**DATA PROVIDED**
=-=-=-=-=

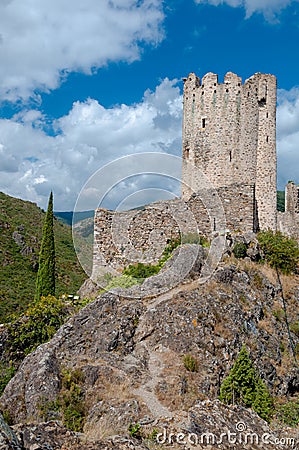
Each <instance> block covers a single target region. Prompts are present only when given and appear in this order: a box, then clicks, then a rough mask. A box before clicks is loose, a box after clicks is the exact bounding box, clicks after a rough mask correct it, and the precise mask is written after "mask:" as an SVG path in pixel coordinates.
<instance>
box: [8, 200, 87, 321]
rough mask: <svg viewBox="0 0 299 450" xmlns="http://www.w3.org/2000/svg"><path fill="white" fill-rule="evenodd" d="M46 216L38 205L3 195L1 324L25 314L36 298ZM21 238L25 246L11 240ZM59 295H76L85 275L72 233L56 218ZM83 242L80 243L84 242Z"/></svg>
mask: <svg viewBox="0 0 299 450" xmlns="http://www.w3.org/2000/svg"><path fill="white" fill-rule="evenodd" d="M44 220H45V212H43V211H42V210H41V209H40V208H38V207H37V206H36V204H34V203H31V202H27V201H23V200H21V199H17V198H13V197H10V196H8V195H6V194H3V193H2V192H0V248H1V252H0V323H4V322H7V321H9V320H10V315H11V314H13V313H17V314H19V315H20V314H22V313H23V312H24V311H25V310H26V308H27V307H28V304H29V302H30V301H32V299H33V298H34V296H35V290H36V270H37V256H38V254H39V246H40V242H41V237H42V226H43V223H44ZM14 232H17V233H19V234H20V235H21V237H22V239H23V243H22V245H17V243H16V242H15V240H14V239H13V238H12V235H13V233H14ZM54 233H55V252H56V295H57V296H60V295H62V294H63V293H65V292H68V293H74V292H76V291H77V290H78V289H79V287H80V286H81V285H82V283H83V281H84V279H85V278H86V275H85V273H84V271H83V270H82V268H81V266H80V264H79V262H78V260H77V257H76V253H75V250H74V246H73V240H72V229H71V227H68V226H66V225H63V224H62V223H61V222H60V221H58V220H55V218H54ZM78 239H80V242H81V238H78Z"/></svg>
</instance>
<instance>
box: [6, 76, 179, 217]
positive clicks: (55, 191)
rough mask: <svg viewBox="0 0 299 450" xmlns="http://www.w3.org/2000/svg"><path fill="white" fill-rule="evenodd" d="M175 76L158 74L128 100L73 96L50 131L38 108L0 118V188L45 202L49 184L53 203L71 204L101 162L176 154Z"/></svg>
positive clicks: (74, 201) (71, 204) (178, 95)
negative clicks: (73, 101) (137, 101)
mask: <svg viewBox="0 0 299 450" xmlns="http://www.w3.org/2000/svg"><path fill="white" fill-rule="evenodd" d="M176 82H177V80H173V81H170V80H168V79H165V80H163V81H162V82H161V84H160V85H159V86H157V88H156V90H155V91H154V92H150V91H146V93H145V95H144V98H143V99H142V101H141V102H140V103H137V104H135V105H132V106H127V105H119V106H115V107H113V108H110V109H105V108H104V107H103V106H102V105H100V104H99V103H98V102H97V101H96V100H93V99H89V100H87V101H86V102H84V103H80V102H76V103H74V104H73V107H72V109H71V111H70V112H69V114H68V115H66V116H64V117H62V118H60V119H59V120H57V121H56V122H55V124H54V127H55V128H56V131H57V135H56V136H48V135H47V134H46V133H45V132H43V131H42V129H41V128H40V126H41V124H42V122H43V120H45V118H43V116H42V115H41V114H39V112H38V111H32V110H30V111H23V112H22V113H19V114H18V115H16V116H15V117H14V118H12V119H11V120H0V145H1V146H0V161H1V162H0V190H3V191H4V192H6V193H8V194H10V195H13V196H17V197H22V198H24V199H28V200H32V201H35V202H37V203H38V204H40V205H41V206H43V207H45V206H46V201H47V197H48V195H49V192H50V190H51V189H53V191H54V195H55V208H56V209H57V210H59V209H62V210H67V209H69V210H72V209H73V208H74V203H75V201H76V198H77V196H78V194H79V192H80V190H81V188H82V187H83V185H84V184H85V182H86V181H87V179H88V178H89V177H90V176H91V175H92V174H93V173H94V172H95V171H96V170H98V169H99V168H100V167H102V166H103V165H104V164H105V163H106V162H108V161H112V160H114V159H116V158H119V157H121V156H123V155H127V154H131V153H137V152H149V151H161V150H162V151H165V152H169V153H175V154H180V153H181V113H182V98H181V96H180V91H179V88H178V87H176ZM2 161H3V163H2ZM8 170H10V173H9V174H8ZM120 176H121V174H120Z"/></svg>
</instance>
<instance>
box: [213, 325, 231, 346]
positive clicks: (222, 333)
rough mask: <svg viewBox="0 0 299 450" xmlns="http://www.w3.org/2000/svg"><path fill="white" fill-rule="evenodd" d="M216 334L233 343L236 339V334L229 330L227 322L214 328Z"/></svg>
mask: <svg viewBox="0 0 299 450" xmlns="http://www.w3.org/2000/svg"><path fill="white" fill-rule="evenodd" d="M214 333H215V334H216V335H218V336H221V337H222V338H224V339H226V340H228V341H231V340H233V338H234V333H233V332H232V330H231V329H230V328H229V324H227V323H225V322H217V323H216V325H215V328H214Z"/></svg>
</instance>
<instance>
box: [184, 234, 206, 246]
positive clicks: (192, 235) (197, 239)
mask: <svg viewBox="0 0 299 450" xmlns="http://www.w3.org/2000/svg"><path fill="white" fill-rule="evenodd" d="M182 244H196V245H201V246H202V247H209V246H210V242H209V240H208V239H207V238H206V237H205V236H202V235H200V234H198V233H186V234H183V236H182Z"/></svg>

=-=-=-=-=

**WHAT YOU SHOULD DO**
What is needed is a word-for-word transcription of all the entries, with the pictures dropped.

**RESPONSE BELOW**
Each <instance> block covers a single target region. Prompts are present only when given and appear in this order: a box, then clicks, then a rough mask. A box before clicks is loose, a box after clicks is the exact bounding box, clicks after a rough mask correct it, and the precise mask is written after "mask:" as an SVG path in pixel coordinates.
<instance>
box: [8, 200, 87, 321]
rough mask: <svg viewBox="0 0 299 450" xmlns="http://www.w3.org/2000/svg"><path fill="white" fill-rule="evenodd" d="M46 216L38 205L3 195L1 324L25 314L36 298ZM21 238L25 246L11 240ZM59 295H76L85 275L72 233L56 218ZM83 242L80 243L84 242Z"/></svg>
mask: <svg viewBox="0 0 299 450" xmlns="http://www.w3.org/2000/svg"><path fill="white" fill-rule="evenodd" d="M44 220H45V212H43V211H42V210H41V209H40V208H38V207H37V206H36V204H34V203H31V202H27V201H23V200H21V199H17V198H13V197H10V196H8V195H6V194H3V193H2V192H0V248H1V252H0V323H4V322H7V321H9V320H10V315H11V314H13V313H17V314H19V315H20V314H22V313H23V312H24V311H25V310H26V308H27V307H28V304H29V302H30V301H32V299H33V298H34V296H35V290H36V270H37V256H38V254H39V246H40V242H41V237H42V226H43V223H44ZM14 232H17V233H19V234H20V235H21V237H22V239H23V243H22V245H17V243H16V242H15V240H14V239H13V238H12V235H13V233H14ZM54 233H55V252H56V295H57V296H60V295H62V294H63V293H65V292H68V293H74V292H76V291H77V290H78V289H79V287H80V286H81V285H82V283H83V281H84V279H85V278H86V275H85V273H84V271H83V270H82V268H81V266H80V264H79V262H78V260H77V257H76V253H75V250H74V246H73V240H72V229H71V227H68V226H66V225H63V224H62V223H61V222H60V221H58V220H55V218H54ZM78 239H80V242H81V238H78Z"/></svg>
</instance>
<instance>
box: [6, 76, 179, 217]
positive clicks: (55, 191)
rough mask: <svg viewBox="0 0 299 450" xmlns="http://www.w3.org/2000/svg"><path fill="white" fill-rule="evenodd" d="M175 76L158 74L128 100L73 96L50 131L38 108L0 118V188L45 202L49 184L53 203L71 204L101 162L176 154Z"/></svg>
positive clicks: (74, 201) (71, 204) (178, 95)
negative clicks: (73, 101) (137, 101)
mask: <svg viewBox="0 0 299 450" xmlns="http://www.w3.org/2000/svg"><path fill="white" fill-rule="evenodd" d="M176 82H177V80H173V81H170V80H168V79H165V80H163V81H162V82H161V84H160V85H159V86H157V88H156V90H155V91H154V92H150V91H146V93H145V95H144V98H143V99H142V101H141V102H140V103H137V104H135V105H132V106H127V105H119V106H115V107H113V108H110V109H105V108H104V107H103V106H102V105H100V104H99V103H98V102H97V101H96V100H93V99H89V100H87V101H86V102H84V103H80V102H76V103H74V104H73V107H72V109H71V111H70V112H69V114H68V115H66V116H64V117H62V118H60V119H59V120H57V121H56V122H55V124H54V127H55V128H56V131H57V135H56V136H48V135H47V134H46V133H45V132H43V131H42V129H41V128H40V126H41V124H42V122H43V120H45V118H43V116H42V115H41V114H39V112H38V111H32V110H30V111H23V112H22V113H19V114H18V115H16V116H15V117H14V118H12V119H11V120H0V145H1V146H0V161H1V162H0V190H3V191H4V192H6V193H8V194H10V195H13V196H17V197H22V198H24V199H28V200H32V201H35V202H37V203H38V204H40V205H41V206H43V207H45V206H46V201H47V197H48V195H49V192H50V190H51V189H53V191H54V195H55V208H56V209H57V210H59V209H62V210H67V209H69V210H72V209H73V208H74V203H75V201H76V198H77V196H78V194H79V192H80V190H81V188H82V187H83V185H84V184H85V182H86V181H87V179H88V178H89V177H90V176H91V175H92V174H93V173H94V172H95V171H96V170H98V169H99V168H100V167H102V166H103V165H104V164H105V163H106V162H108V161H112V160H114V159H116V158H119V157H121V156H123V155H127V154H131V153H137V152H149V151H161V150H162V151H165V152H169V153H175V154H180V153H181V113H182V98H181V96H180V91H179V88H178V87H176ZM2 161H3V163H2ZM8 170H10V173H9V174H8ZM120 176H121V174H120Z"/></svg>
</instance>
<instance>
box: [213, 325, 231, 346]
positive clicks: (222, 333)
rough mask: <svg viewBox="0 0 299 450" xmlns="http://www.w3.org/2000/svg"><path fill="white" fill-rule="evenodd" d="M216 334L233 343L236 339V334L229 330L227 322L214 328Z"/></svg>
mask: <svg viewBox="0 0 299 450" xmlns="http://www.w3.org/2000/svg"><path fill="white" fill-rule="evenodd" d="M214 333H215V334H216V335H218V336H221V337H222V338H224V339H226V340H228V341H231V340H233V338H234V333H233V332H232V330H231V329H230V328H229V324H227V323H225V322H217V323H216V325H215V328H214Z"/></svg>
</instance>
<instance>
box: [184, 234, 206, 246]
positive clicks: (192, 235) (197, 239)
mask: <svg viewBox="0 0 299 450" xmlns="http://www.w3.org/2000/svg"><path fill="white" fill-rule="evenodd" d="M182 244H196V245H201V246H202V247H209V246H210V242H209V240H208V239H207V238H206V237H205V236H202V235H200V234H198V233H186V234H183V236H182Z"/></svg>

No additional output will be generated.